*** Listed entries Section Begins ***
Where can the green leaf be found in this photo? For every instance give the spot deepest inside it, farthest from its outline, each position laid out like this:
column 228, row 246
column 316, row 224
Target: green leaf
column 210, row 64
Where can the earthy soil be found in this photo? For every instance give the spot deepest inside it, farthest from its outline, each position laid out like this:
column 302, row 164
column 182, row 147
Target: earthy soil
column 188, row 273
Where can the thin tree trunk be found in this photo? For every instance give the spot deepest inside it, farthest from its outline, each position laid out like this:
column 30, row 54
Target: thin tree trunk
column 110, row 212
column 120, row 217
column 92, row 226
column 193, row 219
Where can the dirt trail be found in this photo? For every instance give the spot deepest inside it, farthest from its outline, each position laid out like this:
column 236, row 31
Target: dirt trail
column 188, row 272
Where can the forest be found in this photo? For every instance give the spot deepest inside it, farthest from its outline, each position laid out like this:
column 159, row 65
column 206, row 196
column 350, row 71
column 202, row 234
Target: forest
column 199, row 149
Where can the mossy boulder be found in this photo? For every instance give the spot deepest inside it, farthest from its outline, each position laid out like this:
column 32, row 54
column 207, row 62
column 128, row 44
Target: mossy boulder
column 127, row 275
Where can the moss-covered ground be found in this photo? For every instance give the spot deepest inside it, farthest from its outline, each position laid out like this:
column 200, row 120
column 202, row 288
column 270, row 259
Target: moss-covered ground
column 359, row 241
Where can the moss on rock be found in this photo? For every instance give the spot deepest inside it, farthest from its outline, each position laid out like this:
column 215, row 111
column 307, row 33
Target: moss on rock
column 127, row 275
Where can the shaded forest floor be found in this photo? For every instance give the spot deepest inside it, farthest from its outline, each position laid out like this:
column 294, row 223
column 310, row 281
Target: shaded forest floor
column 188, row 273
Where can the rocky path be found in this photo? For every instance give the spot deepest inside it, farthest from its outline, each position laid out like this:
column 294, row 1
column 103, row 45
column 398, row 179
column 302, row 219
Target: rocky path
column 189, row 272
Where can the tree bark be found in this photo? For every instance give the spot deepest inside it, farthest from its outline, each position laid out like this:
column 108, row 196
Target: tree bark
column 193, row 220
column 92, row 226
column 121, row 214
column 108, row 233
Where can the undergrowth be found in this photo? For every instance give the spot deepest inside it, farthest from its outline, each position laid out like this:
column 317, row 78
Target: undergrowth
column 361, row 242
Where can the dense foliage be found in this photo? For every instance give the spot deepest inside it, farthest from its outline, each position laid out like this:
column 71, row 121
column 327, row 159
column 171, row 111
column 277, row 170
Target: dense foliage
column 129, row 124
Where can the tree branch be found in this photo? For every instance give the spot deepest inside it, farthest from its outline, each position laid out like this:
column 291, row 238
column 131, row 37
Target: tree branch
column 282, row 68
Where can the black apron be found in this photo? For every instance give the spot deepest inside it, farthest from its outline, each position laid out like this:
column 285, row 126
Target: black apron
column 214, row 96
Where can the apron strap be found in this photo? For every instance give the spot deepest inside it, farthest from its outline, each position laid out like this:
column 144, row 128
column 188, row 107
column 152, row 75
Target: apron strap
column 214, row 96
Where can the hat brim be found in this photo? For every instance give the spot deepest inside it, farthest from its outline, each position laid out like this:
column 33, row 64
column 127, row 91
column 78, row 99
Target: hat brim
*** Listed entries Section Ends ***
▶ **To do**: What lines in the records above include the string "brim"? Copy each one.

▶ **Result of the exercise**:
Where can the hat brim be found in this photo? For every instance give the spot deepest inside it, farthest from its outline, each position laid out like this:
Target: hat brim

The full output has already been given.